Old TV's not usable? Au contraire. Until High Definition Digital Television
stomps all over bog-standard analogue transmissions, even old black and white
televisions will be USABLE, if not particularly desirable.
marcvh
response 97 of 290: Mark Unseen   Jan 26 17:08 UTC 2006

I didn't say they are not usable, I said they are not useful.

Relic TVs may still work, but they don't do anything that can't be done
better by newer TVs.  They have parts that tend to wear out over time
and can't be serviced in a cost-effective fashion any more.  Newer TVs
are better in every way and are very cheap. 

Turntables, by contrast, don't have consumable components like tubes
and may still be possible to fix basic parts like needles and such.  New
turntables are not readily available, and what there is caters to the
high end (DJs who scratch records, or audiophiles who don't mind paying
$1000 for a really good turntable.)  That means an old turntable is
still useful for some people.
slynne
response 98 of 290: Mark Unseen   Jan 26 18:17 UTC 2006

Well. I have a couple of seriously old tv sets. One of them, I have had 
for over 10 years and it was already so old when I got it that it had 
been placed in the bathroom in my parents master bedroom. My Dad said 
that he wanted to be able to watch TV while taking a bath but I have a 
feeling based on how quickly my mother was willing to give me the set 
that that wasnt actually the case. It wasnt so old that it had tubes 
though. Anyways, it is still working and is up in my guest bedroom. 

I currently have four TV sets in my house. I am thinking about buying a 
new one though because all four are pretty old. Then, I think I will 
get rid of three of the others and just have two. 
keesan
response 99 of 290: Mark Unseen   Jan 27 05:16 UTC 2006

Old TV sets are cheaper than cheap new ones - they are free.  We gave away
our only TV set last week to Kiwanis.  It worked fine but there was nothing
we wanted to watch.  And lots of good books in the library.
tod
response 100 of 290: Mark Unseen   Jan 27 17:13 UTC 2006

Dont the older TV's suck more electricity?
nharmon
response 101 of 290: Mark Unseen   Jan 27 17:25 UTC 2006

They're the SUVs of televisions.

Entries locating objects in images:
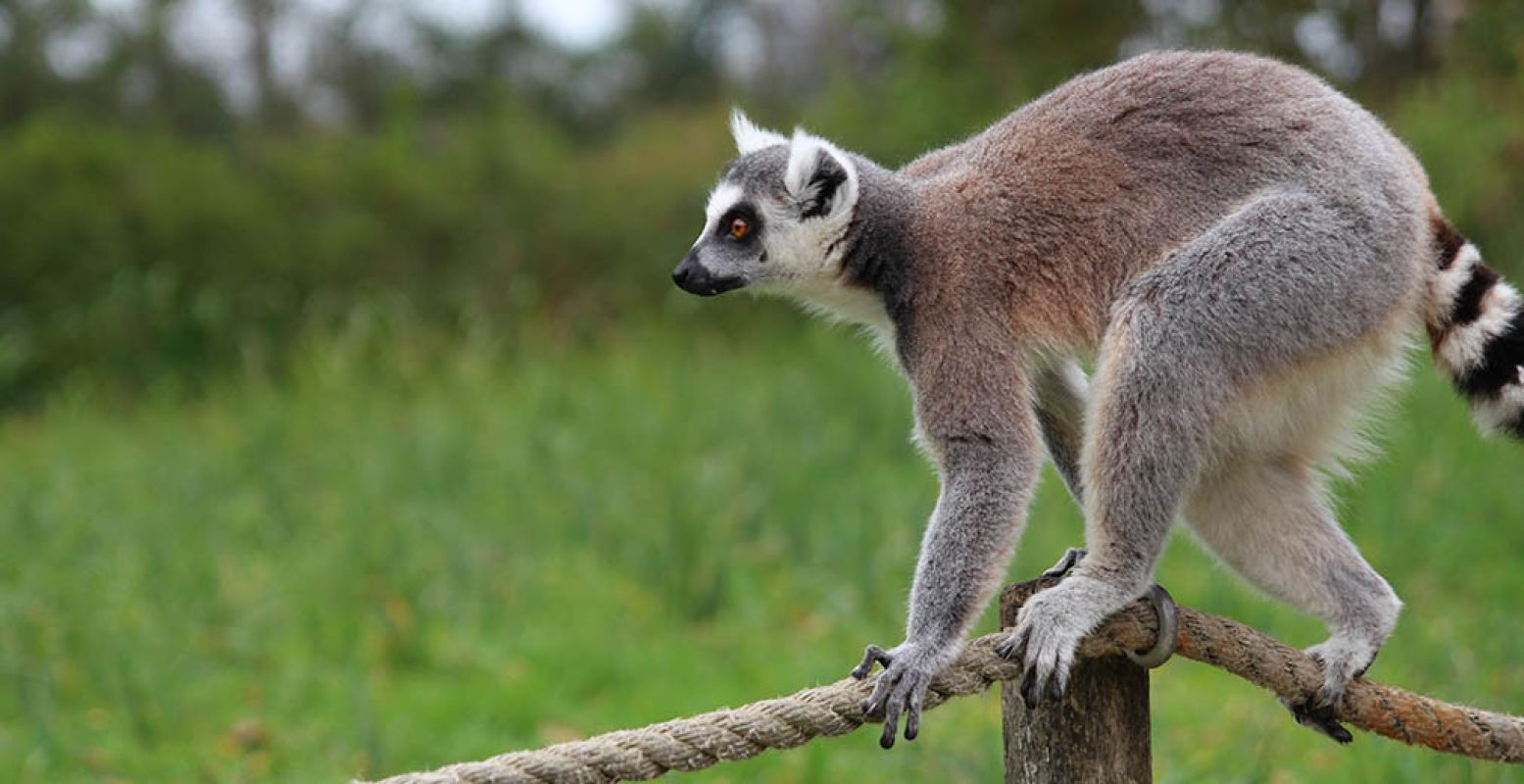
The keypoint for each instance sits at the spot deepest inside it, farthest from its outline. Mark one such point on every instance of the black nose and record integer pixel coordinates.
(683, 273)
(697, 279)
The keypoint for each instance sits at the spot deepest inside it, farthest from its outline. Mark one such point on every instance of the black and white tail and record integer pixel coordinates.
(1476, 323)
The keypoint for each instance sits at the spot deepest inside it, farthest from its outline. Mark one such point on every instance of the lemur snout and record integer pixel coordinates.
(697, 279)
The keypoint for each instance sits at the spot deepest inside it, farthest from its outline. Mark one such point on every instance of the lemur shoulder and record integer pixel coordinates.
(1243, 254)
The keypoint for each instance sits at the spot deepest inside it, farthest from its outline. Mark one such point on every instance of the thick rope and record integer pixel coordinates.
(835, 710)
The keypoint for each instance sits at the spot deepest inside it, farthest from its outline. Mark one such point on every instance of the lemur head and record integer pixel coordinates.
(777, 217)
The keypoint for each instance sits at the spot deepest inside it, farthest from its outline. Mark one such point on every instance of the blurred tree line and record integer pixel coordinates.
(165, 214)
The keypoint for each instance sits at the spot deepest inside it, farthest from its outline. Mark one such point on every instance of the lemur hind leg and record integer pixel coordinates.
(1059, 394)
(1188, 339)
(1266, 518)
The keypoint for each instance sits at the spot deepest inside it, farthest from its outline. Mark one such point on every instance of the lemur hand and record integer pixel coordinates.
(908, 673)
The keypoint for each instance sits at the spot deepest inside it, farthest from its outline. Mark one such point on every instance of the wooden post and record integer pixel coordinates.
(1098, 732)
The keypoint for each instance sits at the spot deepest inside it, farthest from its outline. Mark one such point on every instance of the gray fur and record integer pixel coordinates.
(1238, 247)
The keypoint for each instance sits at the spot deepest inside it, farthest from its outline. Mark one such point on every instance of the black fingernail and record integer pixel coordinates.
(1026, 690)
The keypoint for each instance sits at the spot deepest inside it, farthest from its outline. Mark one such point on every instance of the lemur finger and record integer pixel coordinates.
(897, 702)
(1067, 562)
(913, 714)
(873, 708)
(870, 655)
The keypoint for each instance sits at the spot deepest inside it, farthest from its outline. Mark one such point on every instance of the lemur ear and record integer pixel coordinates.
(750, 137)
(820, 177)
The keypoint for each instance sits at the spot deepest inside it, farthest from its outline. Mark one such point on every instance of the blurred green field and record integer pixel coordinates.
(407, 556)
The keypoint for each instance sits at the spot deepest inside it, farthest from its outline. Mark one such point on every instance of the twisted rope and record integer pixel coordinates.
(835, 710)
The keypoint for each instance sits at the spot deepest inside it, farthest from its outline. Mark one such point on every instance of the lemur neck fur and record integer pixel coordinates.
(872, 273)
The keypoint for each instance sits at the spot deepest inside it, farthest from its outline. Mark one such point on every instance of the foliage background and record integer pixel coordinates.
(349, 422)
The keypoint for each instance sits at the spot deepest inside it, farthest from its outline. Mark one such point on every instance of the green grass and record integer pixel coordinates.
(406, 559)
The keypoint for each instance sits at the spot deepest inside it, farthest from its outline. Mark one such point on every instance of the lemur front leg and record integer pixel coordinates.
(971, 411)
(1140, 455)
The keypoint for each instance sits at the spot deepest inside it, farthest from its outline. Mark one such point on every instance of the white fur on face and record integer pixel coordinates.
(721, 199)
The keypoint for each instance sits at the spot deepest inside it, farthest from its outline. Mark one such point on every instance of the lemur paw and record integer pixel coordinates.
(1048, 635)
(1343, 660)
(901, 688)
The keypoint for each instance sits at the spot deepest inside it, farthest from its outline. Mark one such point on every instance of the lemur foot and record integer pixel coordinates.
(1343, 660)
(1318, 718)
(1049, 630)
(901, 688)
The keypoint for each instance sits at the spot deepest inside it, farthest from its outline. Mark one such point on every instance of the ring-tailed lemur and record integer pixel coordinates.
(1241, 251)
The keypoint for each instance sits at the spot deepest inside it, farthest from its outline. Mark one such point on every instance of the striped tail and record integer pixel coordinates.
(1476, 323)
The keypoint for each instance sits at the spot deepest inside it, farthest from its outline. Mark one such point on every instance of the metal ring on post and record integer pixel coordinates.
(1167, 630)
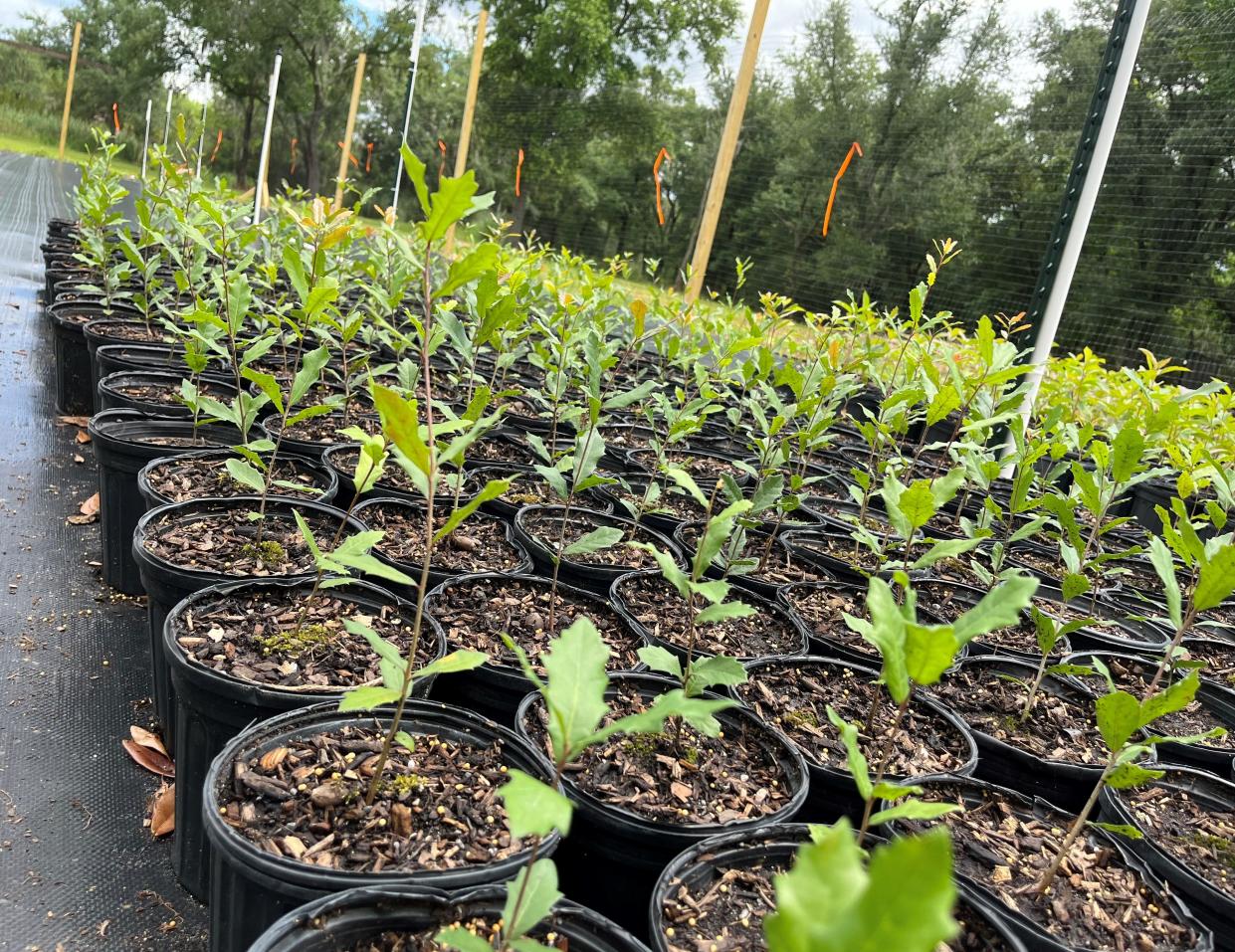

- What is asked:
Reproduce word for word the part of the discussion about old TV sets between "Old TV sets are" and "suck more electricity?", inclusive.

- Result below:
Old TV sets are cheaper than cheap new ones - they are free.  We gave away
our only TV set last week to Kiwanis.  It worked fine but there was nothing
we wanted to watch.  And lots of good books in the library.
tod
response 100 of 290: Mark Unseen   Jan 27 17:13 UTC 2006

Dont the older TV's suck more electricity?